* **Excerpted text**:
****

The cumulative change in the median income over between 2008 and 2012 shows that living standards have fallen in 21 Member States and Iceland.

All figures are based on EU-SILC (EU Statistics on income and living conditions) data collected in and prior to 2013. The data collected during 2013 relates to income for reference period 1 January to 31 December 2012 (with the exception of the United Kingdom and Ireland).

Table 1: Change in median equivalised disposable income, 2008-2012
Source: Eurostat (ilc_di03) and (prc_hicp_aind)
Figure 1: Cumulative change over four years and change 2011-2012, in real terms
Source: Eurostat (ilc_di03) and (prc_hicp_aind)
Figure 2: Change in median income between 2011 and 2012, adjusted for inflation
Source: Eurostat (ilc_di03) and (prc_hicp_aind)
Table 2: Median equivalised disposable income in 2012 and change 2011-2012
Source: Eurostat (ilc_di03) and (prc_hicp_aind)
Table 3: Change in median disposable income for first and fifth quintiles, 2008-2012
Source: Eurostat (ilc_di01) and (prc_hicp_aind)
Figure 3: Change in the median disposable income in coutries where the top quintile has seen a smaller fall, or larger increase, in income than the bottom quintile, 2008-2012
Source: Eurostat (ilc_di01) and (prc_hicp_aind)
Figure 4: Change in the median disposable income in countries where the top quintile has seen a larger fall, or smaller increase, in income than in the bottom quintile, 2008-2012
Source: Eurostat (ilc_di01) and (prc_hicp_aind)
Figure 5: Change in median disposable income for the first and fifth quintiles, 2011-2012
Source: Eurostat (ilc_di01) and (prc_hicp_aind)
Table 4: Change in median disposable income for the first and fifth quintiles, 2011-2012
Source: Eurostat (ilc_di01) and (prc_hicp_aind)
Table 5: Change in median income in national currencies in nominal terms
Source: Eurostat (ilc_di03) and (prc_hicp_aind)

Main statistical findings

Changes over the period 2008-2012

The overall change in living standards seen over a number of years can be analysed using the median equivalised disposable income as an indicator. Table 1 shows the cumulative change seen in each country over the period 2008-2012. This illustrates how living standards have changed over the period as a whole. The table also shows the annual change in real terms in median disposable income for each year from 2008 to 2012.

As we can see in Table 1 the cumulative change in the median income over the four-year period 2008-2012 shows that living standards have fallen in 21 Member States and Iceland. The sharpest fall in real terms was seen in Greece, where the median income fell by 34.1 % over the four years. It also fell by 23.2 % in Iceland, 19.9 % in Latvia, 16.2 % in Croatia, 14.9 % in Spain, 14.8 % in Ireland, and 12.0 % in both Cyprus and Lithuania. The median income fell by slightly under 10 % in Bulgaria (7.5 %), Slovenia (7.6 %), Portugal (7.7 %) and Hungary (8.1 %) over the same period. The largest increases, meanwhile, were recorded in Norway (8.7 %), Slovakia (8.3 %), Switzerland (7.7 %) and Sweden (5.9 %).

****

* **Rows**:
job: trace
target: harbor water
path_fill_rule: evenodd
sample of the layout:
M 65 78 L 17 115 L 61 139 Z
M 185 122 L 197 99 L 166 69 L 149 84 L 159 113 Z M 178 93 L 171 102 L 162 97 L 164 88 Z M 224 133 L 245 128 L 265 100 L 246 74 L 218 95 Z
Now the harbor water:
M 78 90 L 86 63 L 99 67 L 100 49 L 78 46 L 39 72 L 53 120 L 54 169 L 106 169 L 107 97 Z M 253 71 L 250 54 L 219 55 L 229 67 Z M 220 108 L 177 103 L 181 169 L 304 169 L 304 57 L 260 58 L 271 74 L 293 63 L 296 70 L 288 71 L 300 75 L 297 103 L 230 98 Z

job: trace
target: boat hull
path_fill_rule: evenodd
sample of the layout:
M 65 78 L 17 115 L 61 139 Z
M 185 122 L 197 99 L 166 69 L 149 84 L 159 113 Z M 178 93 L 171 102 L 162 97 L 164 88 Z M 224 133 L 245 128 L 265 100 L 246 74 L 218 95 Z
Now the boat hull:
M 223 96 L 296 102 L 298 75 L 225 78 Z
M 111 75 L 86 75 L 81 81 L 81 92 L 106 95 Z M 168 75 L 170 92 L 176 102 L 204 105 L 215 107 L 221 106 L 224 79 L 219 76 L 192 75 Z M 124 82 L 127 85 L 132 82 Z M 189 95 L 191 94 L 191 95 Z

****

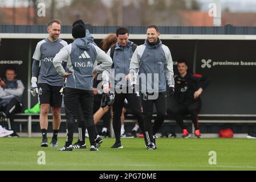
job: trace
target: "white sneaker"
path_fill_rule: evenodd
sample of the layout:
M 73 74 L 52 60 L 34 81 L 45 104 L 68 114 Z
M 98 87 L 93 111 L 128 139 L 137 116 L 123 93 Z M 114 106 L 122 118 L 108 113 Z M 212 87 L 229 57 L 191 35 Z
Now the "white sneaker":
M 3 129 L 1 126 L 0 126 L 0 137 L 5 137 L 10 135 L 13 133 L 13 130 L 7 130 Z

****

For each statement below, state yes or no depending on whether it agrees with the median-income text, and quote the deciding words of that text. (a) Over the four years from 2008 to 2012, median income in Greece fell by 34.1 %. (b) Median income fell by 12.0 % in Latvia over the same period. (c) In every country covered, the data collected during 2013 relate to income for the reference period 1 January to 31 December 2012.

* **Correct output**:
(a) Yes: "The sharpest fall in real terms was seen in Greece, where the median income fell by 34.1 % over the four years."
(b) No: "19.9 % in Latvia"
(c) No: "(with the exception of the United Kingdom and Ireland)"